■ Passage provided
--- BEGIN ---
Family of UK mother and son killed in Alps avalanche ‘beyond heartbroken’


The family of a mother and son who died in an avalanche in the French Alps have said they are “beyond heartbroken” by the tragedy.

Kate Vokes, 54, and Archie Vokes, 22, from Manchester were killed when the avalanche swept through an off-piste section of the resort of Saint-Gervais-les-Bains, near Mont Blanc, on 28 December.

In a statement, the family said: “We are beyond heartbroken at the loss of our beloved, wonderful Kate and Archie.

“Words cannot express how terrible we all feel nor the hole in our lives that has been left by this tragic accident. We kindly ask for privacy as we grieve together as a family.”

Kate Vokes was chair of the Oglesby Charitable Trust, a director of their family-owned property company Bruntwood, deputy chair of the Royal Exchange theatre and a trustee of charities Shared Health and Focused Care.

Archie Vokes was a personal trainer at Form in Manchester, and in the previous year had achieved his level 1 ski instructor qualification in Canada.

They were part of a group reportedly skiing far outside the designated slopes with an instructor when the avalanche hit. Local authorities said it occurred at an altitude of about 2,300 metres and travelled about 400 metres.
--- END ---
■ To be done
(a) Decide whether each statement agrees with the article about the Alps avalanche: (i) The avalanche struck on 28 December. (ii) Archie Vokes earned his level 1 ski instructor qualification in France. (iii) The avalanche travelled about 2,300 metres. Answer yes or no for each, quoting the words from the article that settle it.
(b) Write the next part of the article about the Alps avalanche, picking up after its final sentence.
The items have no connection to the article about the Alps avalanche.

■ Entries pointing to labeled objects
--- BEGIN ---
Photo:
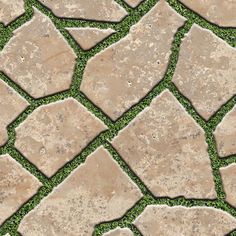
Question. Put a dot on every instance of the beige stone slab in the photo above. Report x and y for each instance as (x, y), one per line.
(87, 37)
(225, 134)
(38, 58)
(95, 192)
(228, 175)
(220, 12)
(16, 186)
(10, 10)
(102, 10)
(166, 148)
(206, 71)
(195, 221)
(11, 105)
(119, 76)
(54, 134)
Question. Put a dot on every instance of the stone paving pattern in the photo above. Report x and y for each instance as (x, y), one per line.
(118, 118)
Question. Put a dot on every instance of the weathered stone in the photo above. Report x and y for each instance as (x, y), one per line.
(206, 71)
(54, 134)
(87, 37)
(225, 134)
(95, 192)
(11, 105)
(102, 10)
(220, 12)
(10, 10)
(16, 186)
(166, 148)
(122, 74)
(228, 175)
(168, 221)
(38, 58)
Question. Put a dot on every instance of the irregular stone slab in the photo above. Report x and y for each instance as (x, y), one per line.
(102, 10)
(11, 105)
(10, 10)
(87, 37)
(220, 12)
(225, 134)
(54, 134)
(228, 175)
(122, 74)
(95, 192)
(16, 186)
(178, 220)
(38, 58)
(166, 148)
(206, 71)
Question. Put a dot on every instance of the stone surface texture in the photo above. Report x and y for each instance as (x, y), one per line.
(95, 192)
(38, 58)
(16, 186)
(102, 10)
(166, 148)
(195, 221)
(206, 71)
(119, 76)
(87, 37)
(54, 134)
(11, 105)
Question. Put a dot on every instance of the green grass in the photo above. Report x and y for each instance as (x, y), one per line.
(122, 29)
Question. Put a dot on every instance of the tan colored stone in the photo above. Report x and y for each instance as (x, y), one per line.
(228, 175)
(54, 134)
(87, 37)
(166, 148)
(122, 74)
(38, 58)
(95, 192)
(225, 134)
(220, 12)
(206, 71)
(11, 105)
(10, 10)
(195, 221)
(16, 186)
(102, 10)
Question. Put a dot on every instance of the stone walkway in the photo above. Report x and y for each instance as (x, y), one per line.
--- END ---
■ In response
(a)
(i) Yes: "on 28 December."
(ii) No: "in the previous year had achieved his level 1 ski instructor qualification in Canada."
(iii) No: "it occurred at an altitude of about 2,300 metres and travelled about 400 metres."

(b)
Kate and Archie Vokes had been skiing with other family members, the Bonneville public prosecutor’s office had said previously. Mountain gendarmes said the avalanche appeared to have been set off by a group of skiers higher up the slopes.

A third skier, the instructor, was also buried but was wearing an avalanche detector and was quickly found. He was said to have sustained light injuries. Five other people escaped, including the husband and father of the deceased.

A search-and-rescue effort was deployed, which included about 20 rescuers, two dog teams, a doctor and two helicopters, lasting about five hours. The prosecutor’s office added that a manslaughter investigation has been opened by police in nearby Chamonix.

Jean-Luc Boch, the president of the Association of Mountain Station Mayors, said there was no such thing as risk-free off-piste skiing.

“Zero risk doesn’t exist off-piste,” he told FrenchInfo. “There is a risk and that risk exists even if you are accompanied by professionals, by guides, by ski instructors … there is always a risk weighing over you.”

A Foreign Office spokesperson said: “We are supporting the family of two British people who died in France and are in contact with the local authorities.”